__To be done__: Return every record verbatim.

START Records provided

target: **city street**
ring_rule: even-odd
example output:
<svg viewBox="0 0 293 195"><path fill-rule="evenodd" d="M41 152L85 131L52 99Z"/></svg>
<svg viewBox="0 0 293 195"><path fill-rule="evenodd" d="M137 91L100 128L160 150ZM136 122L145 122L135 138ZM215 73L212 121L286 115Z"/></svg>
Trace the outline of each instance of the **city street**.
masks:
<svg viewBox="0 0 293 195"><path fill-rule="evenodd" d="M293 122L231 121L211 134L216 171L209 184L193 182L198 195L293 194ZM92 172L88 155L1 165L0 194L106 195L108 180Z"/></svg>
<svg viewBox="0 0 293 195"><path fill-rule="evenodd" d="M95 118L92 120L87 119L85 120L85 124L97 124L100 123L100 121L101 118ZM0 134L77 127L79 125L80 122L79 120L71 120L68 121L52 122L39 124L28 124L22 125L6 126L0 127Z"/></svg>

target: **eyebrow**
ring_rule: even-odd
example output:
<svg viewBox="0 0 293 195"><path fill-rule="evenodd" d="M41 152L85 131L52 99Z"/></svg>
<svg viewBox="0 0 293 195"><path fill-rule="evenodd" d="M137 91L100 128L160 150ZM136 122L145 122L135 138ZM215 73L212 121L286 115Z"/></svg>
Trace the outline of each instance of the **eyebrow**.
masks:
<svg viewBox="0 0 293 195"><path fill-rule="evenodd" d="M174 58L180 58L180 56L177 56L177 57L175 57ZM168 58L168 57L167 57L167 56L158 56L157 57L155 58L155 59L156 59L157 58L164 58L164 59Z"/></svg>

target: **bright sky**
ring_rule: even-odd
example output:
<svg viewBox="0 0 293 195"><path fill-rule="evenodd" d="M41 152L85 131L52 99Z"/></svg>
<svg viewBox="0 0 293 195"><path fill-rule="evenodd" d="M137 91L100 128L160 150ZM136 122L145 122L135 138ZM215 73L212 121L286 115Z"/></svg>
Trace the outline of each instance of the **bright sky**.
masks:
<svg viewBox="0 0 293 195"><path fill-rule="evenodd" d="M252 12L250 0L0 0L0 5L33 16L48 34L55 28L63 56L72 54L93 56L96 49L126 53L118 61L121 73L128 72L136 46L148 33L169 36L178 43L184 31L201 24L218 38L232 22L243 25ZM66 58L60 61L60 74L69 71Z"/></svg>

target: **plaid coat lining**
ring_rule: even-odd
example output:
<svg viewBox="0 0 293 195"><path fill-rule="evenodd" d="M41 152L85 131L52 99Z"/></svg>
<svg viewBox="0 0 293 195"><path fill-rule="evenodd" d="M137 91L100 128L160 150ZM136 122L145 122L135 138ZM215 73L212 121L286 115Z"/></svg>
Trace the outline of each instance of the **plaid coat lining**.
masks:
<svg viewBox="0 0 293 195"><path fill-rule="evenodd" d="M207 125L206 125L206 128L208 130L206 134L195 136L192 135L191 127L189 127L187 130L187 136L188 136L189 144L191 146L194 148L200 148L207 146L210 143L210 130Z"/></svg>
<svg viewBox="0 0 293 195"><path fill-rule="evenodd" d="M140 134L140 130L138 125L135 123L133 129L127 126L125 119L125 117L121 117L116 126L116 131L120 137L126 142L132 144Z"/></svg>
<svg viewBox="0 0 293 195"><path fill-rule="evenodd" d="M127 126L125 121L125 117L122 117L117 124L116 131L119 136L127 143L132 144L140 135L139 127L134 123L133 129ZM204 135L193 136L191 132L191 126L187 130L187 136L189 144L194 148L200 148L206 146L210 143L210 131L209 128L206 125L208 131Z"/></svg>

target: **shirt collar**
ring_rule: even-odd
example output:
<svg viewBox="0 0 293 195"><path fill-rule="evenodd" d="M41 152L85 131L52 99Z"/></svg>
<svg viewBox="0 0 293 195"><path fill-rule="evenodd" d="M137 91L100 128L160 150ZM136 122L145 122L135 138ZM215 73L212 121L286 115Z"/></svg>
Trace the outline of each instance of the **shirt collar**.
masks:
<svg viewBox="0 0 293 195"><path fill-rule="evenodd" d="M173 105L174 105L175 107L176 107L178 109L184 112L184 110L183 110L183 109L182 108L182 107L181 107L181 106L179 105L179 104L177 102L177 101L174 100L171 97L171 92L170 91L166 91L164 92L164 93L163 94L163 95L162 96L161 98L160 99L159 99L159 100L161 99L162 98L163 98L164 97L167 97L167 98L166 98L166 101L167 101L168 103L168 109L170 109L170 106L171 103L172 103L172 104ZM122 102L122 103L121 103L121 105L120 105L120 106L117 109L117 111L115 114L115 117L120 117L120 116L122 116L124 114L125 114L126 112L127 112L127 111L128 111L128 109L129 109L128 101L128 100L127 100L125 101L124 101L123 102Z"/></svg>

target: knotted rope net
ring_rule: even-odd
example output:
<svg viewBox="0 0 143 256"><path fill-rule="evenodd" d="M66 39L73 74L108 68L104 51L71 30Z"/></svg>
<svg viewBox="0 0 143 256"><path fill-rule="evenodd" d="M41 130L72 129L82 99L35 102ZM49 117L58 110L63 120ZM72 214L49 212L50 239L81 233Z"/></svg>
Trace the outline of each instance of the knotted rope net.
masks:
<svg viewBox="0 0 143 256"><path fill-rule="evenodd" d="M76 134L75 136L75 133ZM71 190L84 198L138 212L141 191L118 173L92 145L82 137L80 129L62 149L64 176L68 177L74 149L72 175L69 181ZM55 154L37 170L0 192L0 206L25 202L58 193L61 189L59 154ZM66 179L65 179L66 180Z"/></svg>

END Records provided

__Answer for the task__:
target: **city street**
ring_rule: even-odd
example output:
<svg viewBox="0 0 293 195"><path fill-rule="evenodd" d="M41 152L85 131L52 99Z"/></svg>
<svg viewBox="0 0 293 195"><path fill-rule="evenodd" d="M137 91L100 128L160 150ZM136 122L145 122L135 138ZM215 73L212 121L286 115Z"/></svg>
Trace the outline of each instance of the **city street**.
masks:
<svg viewBox="0 0 293 195"><path fill-rule="evenodd" d="M293 122L231 121L211 134L216 171L209 184L193 182L198 195L293 194ZM92 172L88 155L1 165L0 194L106 195L108 180Z"/></svg>
<svg viewBox="0 0 293 195"><path fill-rule="evenodd" d="M95 118L92 120L87 119L85 120L85 124L97 124L100 123L100 121L101 118ZM0 134L77 127L79 125L80 122L79 120L71 120L68 121L52 122L39 124L28 124L22 125L6 126L0 127Z"/></svg>

target: **eyebrow**
ring_rule: even-odd
example output:
<svg viewBox="0 0 293 195"><path fill-rule="evenodd" d="M41 152L85 131L52 99Z"/></svg>
<svg viewBox="0 0 293 195"><path fill-rule="evenodd" d="M137 91L100 128L160 150ZM136 122L145 122L135 138ZM215 73L212 121L286 115Z"/></svg>
Trace the outline of each instance of the **eyebrow**.
masks:
<svg viewBox="0 0 293 195"><path fill-rule="evenodd" d="M174 58L180 58L180 56L177 56L177 57L175 57ZM168 58L168 57L167 57L167 56L158 56L157 57L155 58L155 59L156 59L157 58L164 58L164 59Z"/></svg>

target: **bright sky**
ring_rule: even-odd
example output:
<svg viewBox="0 0 293 195"><path fill-rule="evenodd" d="M41 152L85 131L52 99Z"/></svg>
<svg viewBox="0 0 293 195"><path fill-rule="evenodd" d="M137 91L100 128L160 150ZM136 122L145 122L135 138ZM215 73L212 121L286 115Z"/></svg>
Trace the outline of each instance of the **bright sky**.
masks:
<svg viewBox="0 0 293 195"><path fill-rule="evenodd" d="M252 12L250 0L0 0L0 5L33 16L48 34L55 28L63 56L72 54L93 56L96 49L126 53L118 61L121 73L128 72L136 46L148 33L169 36L178 43L184 31L201 24L218 38L232 22L243 25ZM66 58L60 61L60 74L69 71Z"/></svg>

target: **plaid coat lining**
ring_rule: even-odd
example output:
<svg viewBox="0 0 293 195"><path fill-rule="evenodd" d="M41 152L85 131L52 99Z"/></svg>
<svg viewBox="0 0 293 195"><path fill-rule="evenodd" d="M137 91L100 128L160 150ZM136 122L145 122L135 138ZM215 73L212 121L286 115Z"/></svg>
Trace the outline of each instance of the **plaid coat lining**.
masks:
<svg viewBox="0 0 293 195"><path fill-rule="evenodd" d="M207 125L206 125L206 128L208 130L206 134L195 136L192 135L191 127L189 127L187 130L187 136L188 136L189 144L191 146L194 148L200 148L207 146L210 143L210 130Z"/></svg>
<svg viewBox="0 0 293 195"><path fill-rule="evenodd" d="M140 134L140 130L138 125L135 123L133 129L127 126L125 119L125 117L121 117L116 126L116 131L120 137L126 142L132 144Z"/></svg>
<svg viewBox="0 0 293 195"><path fill-rule="evenodd" d="M127 126L125 121L125 117L122 117L117 124L116 131L119 136L127 143L132 144L140 135L139 127L134 123L133 129ZM204 135L193 136L191 132L191 126L187 130L187 136L189 144L194 148L200 148L206 146L210 143L210 131L209 128L206 125L208 131Z"/></svg>

target: **shirt collar**
ring_rule: even-odd
example output:
<svg viewBox="0 0 293 195"><path fill-rule="evenodd" d="M41 152L85 131L52 99Z"/></svg>
<svg viewBox="0 0 293 195"><path fill-rule="evenodd" d="M137 91L100 128L160 150ZM136 122L145 122L135 138ZM215 73L212 121L286 115Z"/></svg>
Trace the outline of each instance of the **shirt collar**.
masks:
<svg viewBox="0 0 293 195"><path fill-rule="evenodd" d="M173 105L174 105L175 107L176 107L178 109L184 112L184 110L183 110L183 109L182 108L182 107L181 107L181 106L179 105L179 104L177 102L177 101L174 100L171 97L171 92L170 91L166 91L164 92L164 93L163 94L163 95L162 96L161 98L160 99L159 99L159 100L161 99L162 98L163 98L164 97L167 97L167 98L166 98L166 101L167 101L168 103L168 109L170 109L170 106L171 103L172 103L172 104ZM122 102L122 103L121 103L121 105L120 105L120 106L117 109L117 111L115 114L115 117L120 117L120 116L122 116L124 114L125 114L126 112L127 112L127 111L128 111L128 109L129 109L128 101L128 100L127 100L125 101L124 101L123 102Z"/></svg>

target: knotted rope net
ring_rule: even-odd
example output:
<svg viewBox="0 0 143 256"><path fill-rule="evenodd" d="M66 39L73 74L108 68L104 51L71 30Z"/></svg>
<svg viewBox="0 0 143 256"><path fill-rule="evenodd" d="M41 130L72 129L82 99L35 102ZM49 117L58 110L63 120ZM72 214L49 212L50 239L81 233Z"/></svg>
Trace the outline of each instance of the knotted rope net.
masks:
<svg viewBox="0 0 143 256"><path fill-rule="evenodd" d="M76 134L75 136L75 133ZM71 190L84 198L138 212L141 191L118 173L92 145L82 137L80 129L62 149L64 176L68 177L74 149L72 175L69 181ZM55 154L37 170L0 192L0 206L25 202L58 193L61 189L59 154ZM66 179L65 179L66 180Z"/></svg>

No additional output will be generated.